It was originally established that selective lysis with reovirus was mediated by tumor cells with an activated RAS-pathway, since active RAS inhibits PKR activation. However, more recent investigations have revealed that reovirus replication is not just restricted to cells with an active RAS pathway, oncogenic mutations and amplifications in upstream (EGFR) and downstream (BRAF) mediators of the RAS-pathway also allow for viral replication and oncolysis. Moreover, active RAS is known to stimulate over 18 downstream effector proteins, many of which have been shown to facilitate viral replication, such as activation of Raf/MEK/ERK, RalGEF/p38, and JNK signalling pathways. Cells bearing dysfunctional or deleted tumor suppressor genes (p53, ATM and Rb) and or chemo- or radiation-induced cell stress also show increased sensitivity to reovirus replication and lysis.

2.
Induction of Innate Immunity

Preclinical and clinical studies provide compelling lines of evidence that pelareorep functions as an immunogenic agent. Indeed, preclinical studies have demonstrated that the beneficial immunogenic functions of pelareorep can occur independent of viral replication. Pelareorep performs this immunogenic function, in part, by activating dendritic cells, key regulators of both adaptive and innate immunity. Dendritic cells activated by reovirus in turn stimulate the innate antitumor activity of NK (natural killer) cells through the release of proinflammatory cytokines, demonstrating that dendritic cells' recognition of reovirus may trigger a beneficial innate immune response. Similar studies by Steele and colleagues demonstrated that melanoma cells infected with Pelareorep can also produce an innate immune response by the release of inflammatory cytokines. This inflammatory milieu promotes a chemotactic response in NK cells, dendritic cells, and cytotoxic T-cells, altering the tumour microenvironment to support bystander immune-mediated cancer cell death.

A clinical trial with pelareorep (REO 013) provided an opportunity to study human NK cell activation, in humans, in a controlled manner. Ten colorectal cancer patients with liver metastases received between one and five doses of pelareorep prior to surgical

18




resection of their tumor. NK cell activation peaked 24-48 hours post-infection, coincident with a peak of pro-inflammatory cytokines. NK cells within reovirus-treated blood mononuclear cells were stimulated to kill tumor targets, but not normal hepatocytes. Moreover, NK cells were able to hand-off virus to tumors for direct oncolytic killing. Similarly, NK cells within liver mononuclear cells became selectively cytotoxic towards tumor cells when activated by reovirus. These results showed that reovirus modulates human NK cell activity in vivo and suggest that this may contribute to the therapeutic effect of pelareorep.

3.
Induction of Adaptive Immunity

Adaptive anti-tumor immunity allows for elimination of existing cancer cells and performs constant surveillance, preventing relapse, and increasing patient overall survival. An adaptive immune response requires two signals: a signal from an antigen presenting cell (APC), as well as a co-stimulation signal in the form of cytokines. In the absence of both signals, the adaptive immune response fails. Therapy with pelareorep has the potential to activate both signals. Following its therapeutic administration, pelareorep enhances the expression of ‘foreign’ antigens/markers on tumor cells. Oncolysis of tumor cells exposes tumor-associated antigens (TAAs) and viral-associated antigens (VAAs) for processing and presentation by APCs, such as dendritic cells. Through the combined actions of these immunological events, pelareorep facilitates the display of novel ‘foreign’ antigens on the surface of infected tumor cells and APC. Simultaneously, pelareorep induces an inflammatory response promoting the expression of co-stimulatory molecules and inflammatory cytokines. Together, pelareorep mediated immunological events over-rule tumor antigen presentation impairments and initiate adaptive anti-tumor immunity.

Point-per-instance localization entries:
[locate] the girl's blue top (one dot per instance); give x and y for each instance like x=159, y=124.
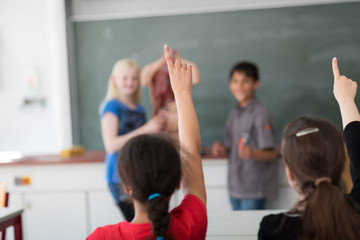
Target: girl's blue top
x=129, y=120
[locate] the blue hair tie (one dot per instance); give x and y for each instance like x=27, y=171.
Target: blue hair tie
x=154, y=195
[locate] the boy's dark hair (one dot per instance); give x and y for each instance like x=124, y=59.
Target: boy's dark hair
x=248, y=68
x=151, y=164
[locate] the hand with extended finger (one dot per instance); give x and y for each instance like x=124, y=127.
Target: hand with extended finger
x=344, y=88
x=245, y=152
x=180, y=74
x=155, y=124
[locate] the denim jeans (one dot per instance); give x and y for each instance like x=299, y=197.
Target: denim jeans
x=247, y=203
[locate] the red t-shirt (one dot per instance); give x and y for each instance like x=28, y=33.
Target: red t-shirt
x=188, y=221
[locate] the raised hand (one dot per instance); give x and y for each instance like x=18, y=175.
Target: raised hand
x=344, y=88
x=345, y=92
x=180, y=74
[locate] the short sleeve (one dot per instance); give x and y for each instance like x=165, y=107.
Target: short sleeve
x=264, y=130
x=110, y=106
x=228, y=130
x=191, y=217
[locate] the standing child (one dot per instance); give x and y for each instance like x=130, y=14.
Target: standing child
x=250, y=140
x=121, y=119
x=314, y=155
x=151, y=170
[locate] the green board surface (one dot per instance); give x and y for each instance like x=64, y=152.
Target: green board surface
x=293, y=48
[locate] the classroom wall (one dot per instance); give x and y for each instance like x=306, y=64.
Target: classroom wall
x=32, y=35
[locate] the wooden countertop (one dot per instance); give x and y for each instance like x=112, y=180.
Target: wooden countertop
x=88, y=157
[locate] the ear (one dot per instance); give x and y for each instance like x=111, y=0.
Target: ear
x=256, y=84
x=290, y=177
x=113, y=80
x=127, y=189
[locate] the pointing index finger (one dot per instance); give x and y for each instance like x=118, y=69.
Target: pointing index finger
x=168, y=58
x=335, y=67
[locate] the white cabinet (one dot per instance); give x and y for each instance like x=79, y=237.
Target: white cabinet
x=68, y=201
x=102, y=209
x=55, y=216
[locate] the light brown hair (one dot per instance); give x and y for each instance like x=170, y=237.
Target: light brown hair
x=326, y=212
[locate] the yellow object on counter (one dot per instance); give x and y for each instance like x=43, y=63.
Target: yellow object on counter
x=72, y=152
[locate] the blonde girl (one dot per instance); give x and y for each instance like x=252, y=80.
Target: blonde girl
x=121, y=119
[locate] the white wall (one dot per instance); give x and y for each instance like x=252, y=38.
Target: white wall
x=108, y=9
x=32, y=33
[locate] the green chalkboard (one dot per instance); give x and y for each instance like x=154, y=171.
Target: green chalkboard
x=293, y=48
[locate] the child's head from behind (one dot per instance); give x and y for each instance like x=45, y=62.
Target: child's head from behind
x=313, y=148
x=314, y=154
x=147, y=165
x=244, y=80
x=124, y=80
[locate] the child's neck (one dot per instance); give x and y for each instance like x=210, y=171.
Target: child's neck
x=140, y=214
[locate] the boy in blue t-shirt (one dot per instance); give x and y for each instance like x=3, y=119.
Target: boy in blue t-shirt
x=250, y=141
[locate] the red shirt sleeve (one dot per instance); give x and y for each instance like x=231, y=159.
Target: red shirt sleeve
x=189, y=219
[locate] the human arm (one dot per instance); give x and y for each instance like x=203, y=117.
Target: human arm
x=345, y=92
x=110, y=126
x=189, y=131
x=196, y=77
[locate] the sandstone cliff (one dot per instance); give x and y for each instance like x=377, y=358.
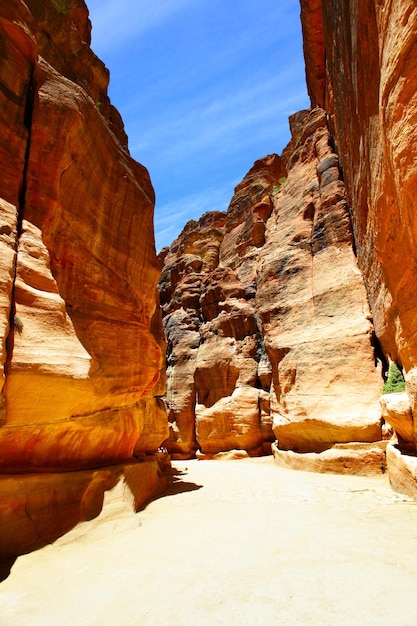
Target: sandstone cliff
x=361, y=67
x=266, y=315
x=81, y=339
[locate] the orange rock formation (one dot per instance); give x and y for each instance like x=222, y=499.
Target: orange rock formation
x=82, y=346
x=361, y=66
x=275, y=330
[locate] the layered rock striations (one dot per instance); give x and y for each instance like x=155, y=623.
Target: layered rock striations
x=361, y=66
x=218, y=374
x=82, y=346
x=271, y=337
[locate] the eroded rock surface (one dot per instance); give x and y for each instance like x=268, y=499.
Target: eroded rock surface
x=82, y=342
x=361, y=67
x=277, y=333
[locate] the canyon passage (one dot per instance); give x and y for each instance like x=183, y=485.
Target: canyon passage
x=281, y=332
x=233, y=542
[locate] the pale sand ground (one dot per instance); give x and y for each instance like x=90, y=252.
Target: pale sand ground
x=256, y=544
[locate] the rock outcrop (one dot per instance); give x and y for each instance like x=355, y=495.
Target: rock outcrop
x=361, y=67
x=81, y=337
x=274, y=330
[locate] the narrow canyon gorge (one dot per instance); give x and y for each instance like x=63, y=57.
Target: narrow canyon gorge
x=266, y=329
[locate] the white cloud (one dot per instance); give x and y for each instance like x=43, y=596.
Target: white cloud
x=117, y=21
x=171, y=217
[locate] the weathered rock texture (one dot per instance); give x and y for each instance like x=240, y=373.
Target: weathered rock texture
x=266, y=313
x=361, y=66
x=81, y=344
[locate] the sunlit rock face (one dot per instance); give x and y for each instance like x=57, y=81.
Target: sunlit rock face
x=82, y=341
x=371, y=97
x=277, y=333
x=361, y=66
x=218, y=374
x=313, y=305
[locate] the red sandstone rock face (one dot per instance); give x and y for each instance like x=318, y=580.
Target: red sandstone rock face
x=82, y=342
x=370, y=93
x=312, y=301
x=218, y=375
x=279, y=333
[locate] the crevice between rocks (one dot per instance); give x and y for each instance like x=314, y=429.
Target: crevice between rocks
x=14, y=323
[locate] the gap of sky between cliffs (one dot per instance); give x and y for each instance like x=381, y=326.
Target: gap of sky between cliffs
x=204, y=88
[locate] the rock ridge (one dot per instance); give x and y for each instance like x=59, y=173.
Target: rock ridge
x=273, y=338
x=82, y=347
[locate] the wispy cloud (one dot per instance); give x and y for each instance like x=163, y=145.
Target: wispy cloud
x=117, y=22
x=171, y=217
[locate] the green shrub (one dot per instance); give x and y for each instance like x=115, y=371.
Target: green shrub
x=276, y=188
x=395, y=382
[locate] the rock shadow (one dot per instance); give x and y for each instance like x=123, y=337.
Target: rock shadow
x=176, y=483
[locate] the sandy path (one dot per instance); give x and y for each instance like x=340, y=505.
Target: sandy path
x=254, y=545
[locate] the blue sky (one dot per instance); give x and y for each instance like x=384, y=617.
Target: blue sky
x=205, y=87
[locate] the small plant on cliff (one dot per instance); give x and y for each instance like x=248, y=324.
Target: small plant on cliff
x=395, y=382
x=18, y=324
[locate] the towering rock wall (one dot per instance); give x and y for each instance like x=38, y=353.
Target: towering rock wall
x=266, y=313
x=81, y=339
x=366, y=54
x=361, y=66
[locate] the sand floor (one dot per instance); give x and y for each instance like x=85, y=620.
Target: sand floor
x=236, y=543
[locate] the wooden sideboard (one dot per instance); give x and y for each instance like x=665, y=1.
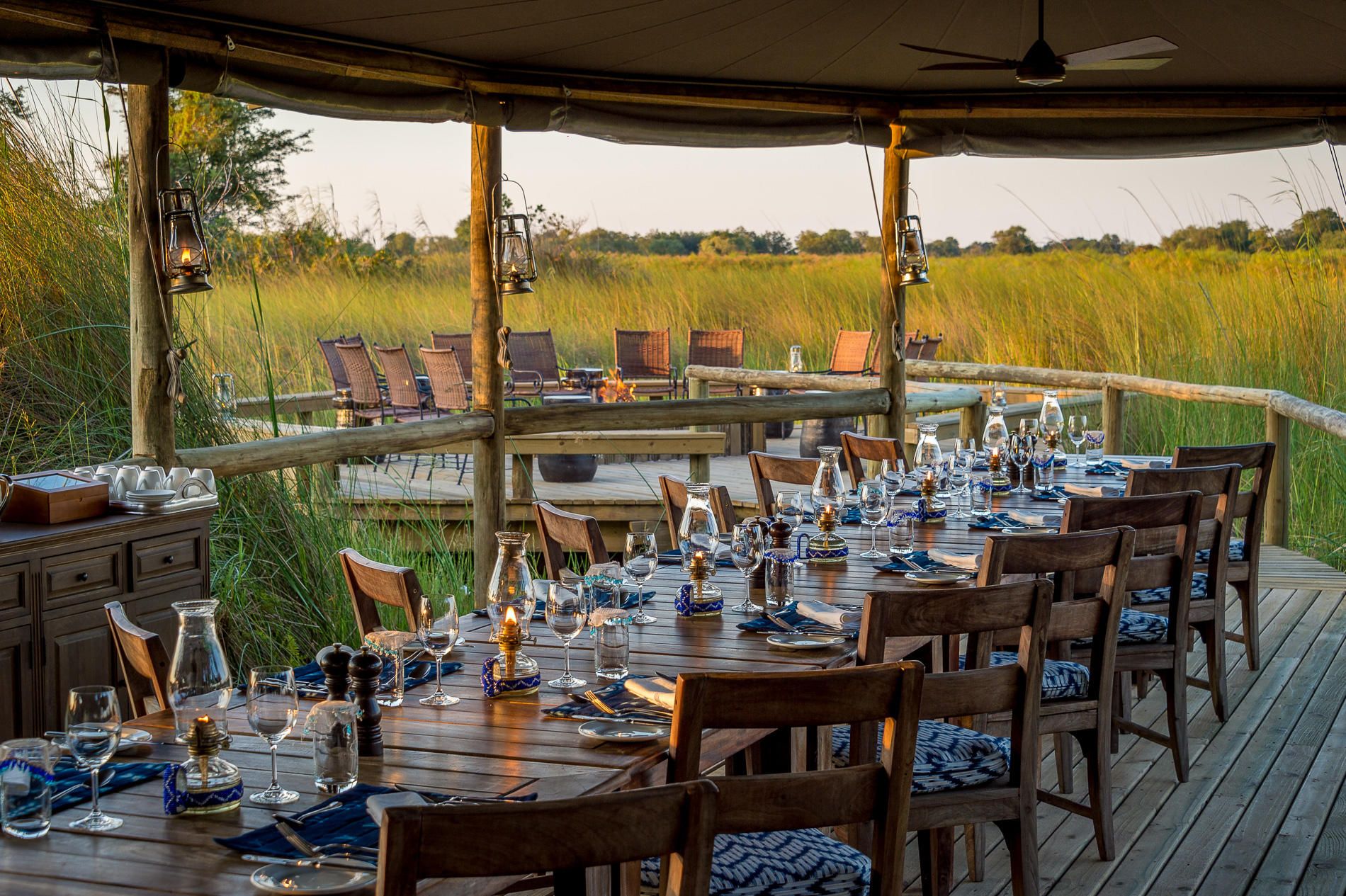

## TASK LIST
1) Condense the paragraph of the pelareorep passage that begins "Adaptive anti-tumor immunity allows" into a short bulleted list that keeps its main facts.
2) Please print the pelareorep passage between "It was originally" and "replication and lysis.", inclusive.
3) Proceed with the pelareorep passage, picking up after its final sentence.
These entries have no connection to the pelareorep passage.

## SET OF ANSWERS
1)
- Adaptive anti-tumor immunity eliminates existing cancer cells, keeps up constant surveillance, prevents relapse and increases overall survival.
- It requires two signals: one from an antigen presenting cell (APC) and a co-stimulation signal in the form of cytokines. Without both, the response fails.
- Pelareorep can activate both signals.
- It enhances the expression of "foreign" antigens/markers on tumor cells.
- Oncolysis exposes tumor-associated antigens (TAAs) and viral-associated antigens (VAAs) for processing and presentation by APCs such as dendritic cells.
- It also induces an inflammatory response that promotes co-stimulatory molecules and inflammatory cytokines.
- Together, these events overcome impaired tumor antigen presentation and initiate adaptive anti-tumor immunity.

2)
It was originally established that selective lysis with reovirus was mediated by tumor cells with an activated RAS-pathway, since active RAS inhibits PKR activation. However, more recent investigations have revealed that reovirus replication is not just restricted to cells with an active RAS pathway, oncogenic mutations and amplifications in upstream (EGFR) and downstream (BRAF) mediators of the RAS-pathway also allow for viral replication and oncolysis. Moreover, active RAS is known to stimulate over 18 downstream effector proteins, many of which have been shown to facilitate viral replication, such as activation of Raf/MEK/ERK, RalGEF/p38, and JNK signalling pathways. Cells bearing dysfunctional or deleted tumor suppressor genes (p53, ATM and Rb) and or chemo- or radiation-induced cell stress also show increased sensitivity to reovirus replication and lysis.

3)
By promoting the expression of novel antigens and the release of inflammatory cytokines, pelareorep, promotes an inflamed tumor phenotype. An inflamed tumor phenotype is characterized by T-cell infiltration, increased expression of chemokines/cytokines, and increased expression of checkpoint ligands. This phenotype correlates with an increase in overall survival and has a positive prognostic value for early stage cancers. In metastatic cancers, an inflamed tumor phenotype is associated with a clinical response to immunotherapies, including immune checkpoint inhibition, cancer vaccines, and adoptive T-cell therapies. By promoting an inflamed tumor phenotype, pelareorep primes an anti-cancer immune response (Figure 2).

Figure 2. Pelareorep (REOLYSIN) primes an anti-cancer immune response
FIG2.JPG





Clinical Development Program
 
We are directing a clinical development program with the objective of developing REOLYSIN as a human cancer therapeutic. Our clinical development program focuses on the three components of REOLYSIN's mechanism of action and includes the following three pathways:

19





1.
Direct tumour lysis - Our primary focus has been on the investigation of chemotherapy combination clinical trials investigating the use of different chemotherapy agents in various cancer indications. In 2016, we reported preliminary clinical data from our Randomized Clinical Program which includes the clinical trial collaborations with the Canadian Cancer Trials Group (CCTG, formerly known as the National Cancer Institute of Canada) and the US National Institute of Cancer (NCI). The clinical data reported in 2016 from the CCTG studies showed little to no difference in progression free survival (the primary endpoint) between the test and control arms. However, preliminary survival data reported suggests a potential survival benefit in female patients with colorectal cancer and lung patients with TP53 or EGFR mutations. As well, survival data reported from our NCI pancreatic trial suggests a long term survival benefit when comparing test and control arms at 24 months.

2.
Activation of innate immunity - Our second pathway focuses on the potential of REOLYSIN to stimulate a patient's innate immunity and the potential for an infection to cause a cascade of chemokines/cytokines activating natural killer (NK) cells to attack cancer cells. In 2016, we looked to enter into research collaborations that would combine REOLSYIN with immune modulator therapies (IMiDs).

3.
Activation of adaptive immunity - Our third pathway focuses on the potential for REOLSYIN to cause a specific adaptive immune response triggered by tumor- and viral-associated antigens displayed by antigen-presenting cells (APCs, infected tumor cells and/or dendritic cells) to T cells. In 2016, we commenced our first checkpoint inhibitor clinical trial that investigated the combination of REOLYSIN with pembrolizumab (Keytruda®).

Patents and Trade Secrets
 
The patent positions and proprietary rights of pharmaceutical and biotechnology firms, including us, are generally uncertain and involve complex legal and factual questions. We believe there will continue to be significant litigation in the industry regarding patent and other intellectual property rights.

Currently, we have over 415 issued patents including 61 issued US. patents.  We also have numerous patent applications filed in the US, Canada, and other jurisdictions, but we cannot be certain whether any given patent application filed by us will result in the issuance of a patent or if any given patent issued to us will later be challenged and invalidated. Nor can we be certain whether any given patent that may be issued to us will provide any significant proprietary protection to our product and business.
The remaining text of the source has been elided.